— EXERCISE INSTRUCTIONS —
Turn the lines below into a JSON list of strings, one string per line, skipping any blank lines. Leave the picture out of your answer.

Location labeling dataset excerpts
==================================================

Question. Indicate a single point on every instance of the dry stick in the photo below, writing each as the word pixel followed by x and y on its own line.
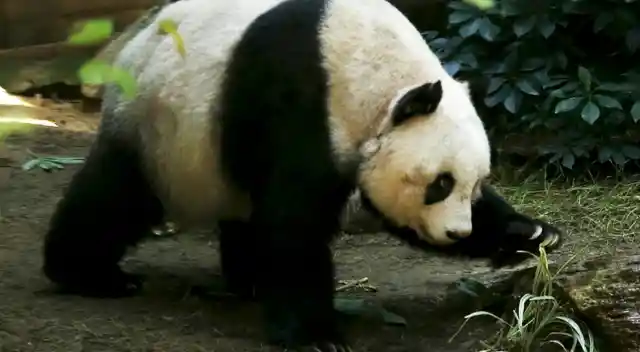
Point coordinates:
pixel 346 284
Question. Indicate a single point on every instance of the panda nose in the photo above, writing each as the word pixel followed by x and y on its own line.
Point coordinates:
pixel 458 235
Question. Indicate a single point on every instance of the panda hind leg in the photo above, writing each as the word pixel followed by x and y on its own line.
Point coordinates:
pixel 238 257
pixel 107 207
pixel 296 220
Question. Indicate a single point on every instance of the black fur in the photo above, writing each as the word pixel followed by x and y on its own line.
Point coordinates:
pixel 107 207
pixel 275 146
pixel 499 232
pixel 422 100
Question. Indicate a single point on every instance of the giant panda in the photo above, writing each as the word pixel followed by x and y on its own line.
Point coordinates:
pixel 279 111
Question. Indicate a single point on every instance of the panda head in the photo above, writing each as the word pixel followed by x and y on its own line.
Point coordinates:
pixel 426 171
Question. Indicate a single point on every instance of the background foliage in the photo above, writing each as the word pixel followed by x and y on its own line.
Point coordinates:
pixel 563 71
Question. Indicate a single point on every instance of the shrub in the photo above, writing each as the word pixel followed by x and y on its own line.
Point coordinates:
pixel 561 76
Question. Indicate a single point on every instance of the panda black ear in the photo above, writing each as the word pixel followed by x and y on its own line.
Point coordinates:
pixel 422 100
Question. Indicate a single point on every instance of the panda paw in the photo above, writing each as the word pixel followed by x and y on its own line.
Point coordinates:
pixel 117 285
pixel 525 234
pixel 323 347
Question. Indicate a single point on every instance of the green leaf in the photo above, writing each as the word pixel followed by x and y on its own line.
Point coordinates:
pixel 604 154
pixel 523 25
pixel 391 318
pixel 488 30
pixel 170 27
pixel 470 28
pixel 498 97
pixel 526 87
pixel 481 4
pixel 635 111
pixel 602 21
pixel 607 102
pixel 562 60
pixel 30 164
pixel 618 158
pixel 590 113
pixel 568 160
pixel 568 105
pixel 631 151
pixel 494 84
pixel 125 81
pixel 546 27
pixel 512 103
pixel 554 82
pixel 616 87
pixel 585 77
pixel 460 17
pixel 91 31
pixel 94 72
pixel 532 64
pixel 99 72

==================================================

— ANSWER FOR THE TASK —
[
  "Question. Indicate a single point on every instance of the dry stick in the photo below, writing each as the word pixel followed by x and y on its own line.",
  "Point coordinates:",
  "pixel 346 284",
  "Question. Indicate a single point on every instance of the panda nose in the photo above, writing each as the word pixel followed by x and y on its own line.",
  "Point coordinates:",
  "pixel 458 235",
  "Question. Indicate a single point on every instance of the panda hind leg in the photo above, writing each as the word pixel followed by x and y on its own line.",
  "Point coordinates:",
  "pixel 238 257",
  "pixel 107 207",
  "pixel 296 220",
  "Question. Indicate a single point on every instance of the black fur in the photo above, writing each as the word pixel followed by x and y on its own line.",
  "Point coordinates:",
  "pixel 107 207",
  "pixel 275 146",
  "pixel 499 232",
  "pixel 422 100",
  "Question. Indicate a single point on every instance of the giant panda in the photo above, writing each as the word pixel followed by x and y on its own line.",
  "Point coordinates:",
  "pixel 279 111",
  "Question. Indicate a single point on every instance of the panda head in the photo above, writing each as the word pixel followed by x and y on its own line.",
  "Point coordinates:",
  "pixel 426 171",
  "Question. Indicate a single point on every instance of the background foliage in the photo above, writing each as the word pixel followed by x and y on its own line.",
  "Point coordinates:",
  "pixel 563 71",
  "Question. Indicate a single point on every instance of the shrub in the photo above, writing each as the word pixel followed by x and y on its own line.",
  "Point coordinates:",
  "pixel 561 76",
  "Question. Indicate a single point on every instance of the panda black ear in the photo above, writing each as the word pixel followed by x and y on its own line.",
  "Point coordinates:",
  "pixel 422 100",
  "Question. Indicate a single point on every instance of the panda paw in the photo above, writing each as the word pixel followed by x and y on its own line.",
  "Point coordinates:",
  "pixel 117 285",
  "pixel 525 234",
  "pixel 323 347",
  "Question. Indicate a single point on every instance of the green leaf in the photo above, writing each as the word pixel followed by x and y on its own line.",
  "Point coordinates:",
  "pixel 604 154",
  "pixel 523 25",
  "pixel 391 318",
  "pixel 488 30",
  "pixel 170 27",
  "pixel 470 28",
  "pixel 498 97",
  "pixel 526 87",
  "pixel 481 4",
  "pixel 635 111",
  "pixel 602 21",
  "pixel 607 102",
  "pixel 562 60",
  "pixel 30 164",
  "pixel 618 158",
  "pixel 590 113",
  "pixel 568 160",
  "pixel 568 105",
  "pixel 631 151",
  "pixel 494 84",
  "pixel 125 81",
  "pixel 546 27",
  "pixel 512 103",
  "pixel 554 82",
  "pixel 616 87",
  "pixel 585 77",
  "pixel 460 17",
  "pixel 91 31",
  "pixel 94 72",
  "pixel 532 64",
  "pixel 99 72"
]